What you have to do:
Images excepted, the data below must be repeated exactly.

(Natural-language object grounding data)
[Start of section]
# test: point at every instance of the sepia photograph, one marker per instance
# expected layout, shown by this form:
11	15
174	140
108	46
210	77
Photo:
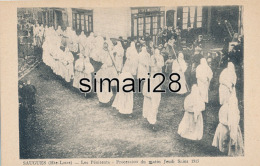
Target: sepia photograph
[End of section]
Response to this task:
# test: point at every instance of the sepia photograph, one marker per instance
# expected layout, shown by this form:
11	15
174	140
108	46
210	77
Photo:
Target: sepia photograph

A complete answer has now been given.